- The request: Reproduce every line of the material below, requests included, and resize the point coordinates in the answers by multiplying each by 0.9 and rounding to whole numbers, with halves rounded up.

-- START OF Data entries --

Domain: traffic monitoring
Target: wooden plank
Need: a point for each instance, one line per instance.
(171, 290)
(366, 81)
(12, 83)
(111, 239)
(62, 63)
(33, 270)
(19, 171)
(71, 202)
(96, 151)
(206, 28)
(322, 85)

-- END OF Data entries --

- Answer to this task:
Domain: traffic monitoring
Target: wooden plank
Need: a point for each instance, one line per instance.
(154, 261)
(329, 73)
(11, 75)
(100, 215)
(56, 57)
(30, 243)
(17, 154)
(64, 182)
(86, 136)
(185, 25)
(290, 77)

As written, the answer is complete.